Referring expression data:
───

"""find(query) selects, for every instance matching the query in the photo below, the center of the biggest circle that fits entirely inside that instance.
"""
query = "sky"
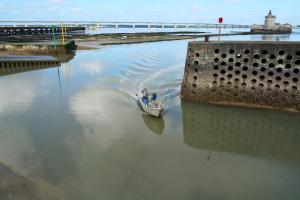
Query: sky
(193, 11)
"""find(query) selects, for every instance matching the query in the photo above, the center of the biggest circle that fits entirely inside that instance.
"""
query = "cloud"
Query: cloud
(232, 1)
(196, 7)
(56, 1)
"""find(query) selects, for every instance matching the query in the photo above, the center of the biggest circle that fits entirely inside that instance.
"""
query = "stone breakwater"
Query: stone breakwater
(260, 74)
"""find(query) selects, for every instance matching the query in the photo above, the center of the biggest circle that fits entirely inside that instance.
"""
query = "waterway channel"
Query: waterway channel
(77, 130)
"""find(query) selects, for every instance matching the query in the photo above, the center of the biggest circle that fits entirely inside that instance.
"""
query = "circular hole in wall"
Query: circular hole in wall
(280, 61)
(245, 68)
(262, 77)
(269, 82)
(244, 76)
(263, 69)
(256, 56)
(287, 74)
(278, 78)
(270, 73)
(264, 61)
(281, 52)
(288, 66)
(279, 69)
(295, 80)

───

→ Aim of the exercise:
A verbatim copy of every entry is wanted; the pictures stay out of it.

→ Task answer:
"""find(query) selects, for every instance matching the query in the photo below, the center of the biggest circle that fits entirely inside that instance.
"""
query = "sky"
Query: sky
(193, 11)
"""find(query) selects, for every instance matching the query in the photo above, the center of the biggest circle that fits entirely inside that instance.
"""
query = "cloud"
Query: cloud
(232, 1)
(196, 7)
(56, 1)
"""find(query) selects, for every instance matching the query in the photo above, the center of the biggest circle that fits entirely inside that instance.
"""
query = "stone breakwater"
Query: stone breakwater
(260, 74)
"""find(query) selects, for every instance matching the query in the photo above, the center of the biggest circle that fits entirely inside that instance.
"""
query = "waterway channel"
Query: waterway channel
(77, 130)
"""find(query) selects, for every instance matching the query in the photo above, the center of the biggest circle that fits entirely inside that instance.
"""
query = "circular hole in wall"
Query: circular hole in wall
(280, 61)
(245, 68)
(262, 77)
(269, 82)
(244, 76)
(263, 69)
(256, 56)
(287, 74)
(278, 78)
(270, 73)
(264, 61)
(281, 52)
(288, 66)
(279, 69)
(295, 80)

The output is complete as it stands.